───── Records provided ─────

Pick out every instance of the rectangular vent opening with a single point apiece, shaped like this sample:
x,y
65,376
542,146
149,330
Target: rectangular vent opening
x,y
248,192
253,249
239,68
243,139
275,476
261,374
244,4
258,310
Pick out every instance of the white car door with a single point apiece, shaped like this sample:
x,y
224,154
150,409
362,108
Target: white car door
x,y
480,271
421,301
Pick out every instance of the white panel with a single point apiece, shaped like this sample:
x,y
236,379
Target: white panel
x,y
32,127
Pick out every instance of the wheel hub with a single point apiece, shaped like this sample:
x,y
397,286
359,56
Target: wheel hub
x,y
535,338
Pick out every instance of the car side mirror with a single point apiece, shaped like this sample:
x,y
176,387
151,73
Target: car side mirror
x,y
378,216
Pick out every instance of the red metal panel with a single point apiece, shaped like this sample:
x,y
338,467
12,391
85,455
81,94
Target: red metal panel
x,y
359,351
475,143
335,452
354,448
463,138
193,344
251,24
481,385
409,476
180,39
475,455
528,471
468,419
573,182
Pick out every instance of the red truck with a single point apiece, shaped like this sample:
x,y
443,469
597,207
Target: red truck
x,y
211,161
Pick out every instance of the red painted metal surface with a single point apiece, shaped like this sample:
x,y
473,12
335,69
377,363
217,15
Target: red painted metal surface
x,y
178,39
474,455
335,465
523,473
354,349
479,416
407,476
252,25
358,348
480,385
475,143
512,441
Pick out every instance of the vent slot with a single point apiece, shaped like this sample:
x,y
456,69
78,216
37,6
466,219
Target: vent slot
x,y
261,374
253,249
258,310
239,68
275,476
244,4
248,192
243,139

─────

■ Description of the task
Reproduce only the lines between the line containing "Pick out every instance of the wheel" and the last line of the records, those two lines included, exactly.

■ Result below
Pick out every instance of the wheel hub with a single point apiece, shaped like this sample:
x,y
397,286
359,56
Target: wheel hub
x,y
535,338
Pick out every instance of the car side mirror with a single point apiece, shaped like this sample:
x,y
176,387
151,73
Target: car side mirror
x,y
378,216
Pick out every instance of the red metal panel with a single point apiece, shaped like this sample:
x,y
338,467
12,391
85,455
81,94
Target: red metal panel
x,y
359,351
475,143
335,452
354,448
463,138
193,344
251,24
481,385
409,476
180,39
475,455
528,471
468,419
573,182
Pick out every instance of the red truck with a single point apiece, shaped like this sample:
x,y
443,469
597,207
Target: red truck
x,y
211,161
Pick out every instance of the red painted metal surface with a single point apiece, shaped like this sample:
x,y
473,12
335,69
377,363
217,15
Target: red painted metal surface
x,y
178,39
474,455
335,465
523,473
354,349
479,416
407,476
252,25
358,348
480,385
475,143
512,441
Pick out every instance of the vent slot with a single point apiece, shaped like this sample:
x,y
456,69
78,216
37,6
466,219
Target: vent slot
x,y
261,374
253,249
258,310
239,68
275,476
244,4
248,192
243,139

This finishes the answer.